*** Opening of Records shown ***
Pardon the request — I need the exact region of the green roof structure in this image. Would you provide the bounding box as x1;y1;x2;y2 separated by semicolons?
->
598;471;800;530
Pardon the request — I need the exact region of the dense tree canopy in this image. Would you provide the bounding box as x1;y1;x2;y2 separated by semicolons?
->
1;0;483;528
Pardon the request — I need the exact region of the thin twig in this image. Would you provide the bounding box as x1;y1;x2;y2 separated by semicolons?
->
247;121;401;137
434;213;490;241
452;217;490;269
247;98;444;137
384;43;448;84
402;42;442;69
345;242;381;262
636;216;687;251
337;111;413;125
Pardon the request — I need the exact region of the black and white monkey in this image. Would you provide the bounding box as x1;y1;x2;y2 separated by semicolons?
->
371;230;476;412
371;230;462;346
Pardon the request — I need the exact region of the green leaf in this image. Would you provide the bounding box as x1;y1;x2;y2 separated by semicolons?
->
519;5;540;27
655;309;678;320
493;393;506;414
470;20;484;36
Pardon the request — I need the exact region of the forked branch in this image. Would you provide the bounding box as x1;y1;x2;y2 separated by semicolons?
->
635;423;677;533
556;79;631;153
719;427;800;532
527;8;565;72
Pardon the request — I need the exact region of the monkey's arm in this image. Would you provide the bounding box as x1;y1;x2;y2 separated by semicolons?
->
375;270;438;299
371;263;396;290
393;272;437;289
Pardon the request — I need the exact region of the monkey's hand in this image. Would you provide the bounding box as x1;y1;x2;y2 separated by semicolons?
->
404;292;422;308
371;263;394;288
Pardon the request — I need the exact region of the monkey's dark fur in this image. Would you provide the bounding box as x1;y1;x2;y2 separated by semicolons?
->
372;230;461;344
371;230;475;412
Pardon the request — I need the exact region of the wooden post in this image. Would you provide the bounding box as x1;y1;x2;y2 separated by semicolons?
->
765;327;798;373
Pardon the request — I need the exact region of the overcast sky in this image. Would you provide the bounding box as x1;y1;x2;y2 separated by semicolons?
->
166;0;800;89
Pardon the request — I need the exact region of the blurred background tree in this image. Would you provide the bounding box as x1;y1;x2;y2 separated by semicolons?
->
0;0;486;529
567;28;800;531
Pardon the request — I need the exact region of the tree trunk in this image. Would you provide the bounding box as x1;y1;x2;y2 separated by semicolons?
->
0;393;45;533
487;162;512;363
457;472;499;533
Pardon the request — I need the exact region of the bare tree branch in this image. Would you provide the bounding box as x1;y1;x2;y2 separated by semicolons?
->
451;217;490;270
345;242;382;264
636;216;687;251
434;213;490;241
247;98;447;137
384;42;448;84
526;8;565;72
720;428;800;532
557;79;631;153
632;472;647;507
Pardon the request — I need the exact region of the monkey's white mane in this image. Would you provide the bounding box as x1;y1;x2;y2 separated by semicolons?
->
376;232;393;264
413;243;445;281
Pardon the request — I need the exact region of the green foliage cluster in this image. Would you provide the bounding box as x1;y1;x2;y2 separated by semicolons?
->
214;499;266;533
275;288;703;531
*** Close of Records shown ***
In the records above, how many lines include "branch"? Answer with the number alone.

2